_Action item:_ Locate the line bearing "Question. Point out each instance of the man's face" in the material below, then reproduce it and each following line up to and including the line bearing "Question. Point out each instance of the man's hand".

_Entries provided:_
Start of Block
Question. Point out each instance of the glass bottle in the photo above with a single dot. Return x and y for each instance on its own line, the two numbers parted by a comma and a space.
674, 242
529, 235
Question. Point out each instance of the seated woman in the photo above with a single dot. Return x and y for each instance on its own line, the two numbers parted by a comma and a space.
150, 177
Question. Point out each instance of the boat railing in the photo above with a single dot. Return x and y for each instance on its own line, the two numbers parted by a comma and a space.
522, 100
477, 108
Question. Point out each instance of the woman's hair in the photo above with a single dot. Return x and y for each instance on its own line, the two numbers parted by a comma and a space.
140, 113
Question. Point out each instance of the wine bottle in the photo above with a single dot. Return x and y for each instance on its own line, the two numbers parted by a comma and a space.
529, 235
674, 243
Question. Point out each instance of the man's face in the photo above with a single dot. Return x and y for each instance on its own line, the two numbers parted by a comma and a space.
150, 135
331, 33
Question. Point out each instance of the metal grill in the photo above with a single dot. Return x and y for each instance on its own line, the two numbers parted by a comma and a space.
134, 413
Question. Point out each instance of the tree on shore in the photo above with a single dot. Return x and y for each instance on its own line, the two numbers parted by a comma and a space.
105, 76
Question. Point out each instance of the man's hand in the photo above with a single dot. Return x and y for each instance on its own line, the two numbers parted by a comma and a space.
End of Block
Start of Block
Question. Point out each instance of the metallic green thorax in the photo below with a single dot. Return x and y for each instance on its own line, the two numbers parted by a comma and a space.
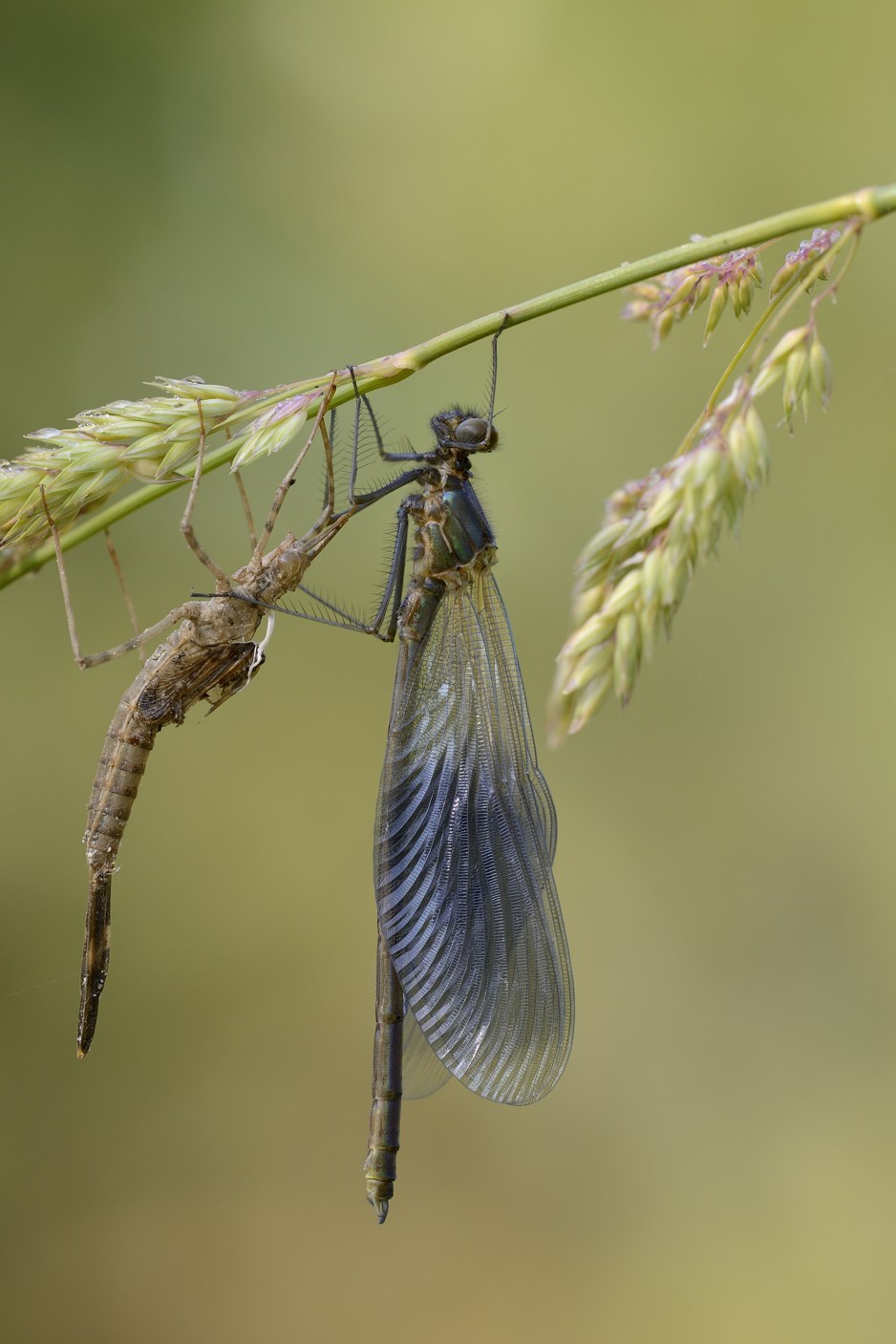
End of Block
_Response:_
Question. Point out each instance of the man's face in the photo above with a single dot. Return x and y for each instance on its own line, the two numbers parted by a comma and a space.
150, 135
331, 33
Question. Point out each instance of the metal grill in the photo above with a single dot. Return x and y for each instance on its own line, the two numbers parted by a comma and a space.
134, 413
Question. Point out each instance of the tree on shore in the photo above with a single dot. Return x and y for each instance on its own line, the two numbers parted by a comma and a space.
105, 76
Question. Point out each instance of the man's hand in the photo above with a single dot. Return x and y for each instance on its own line, the two numbers parted by a comma and a space.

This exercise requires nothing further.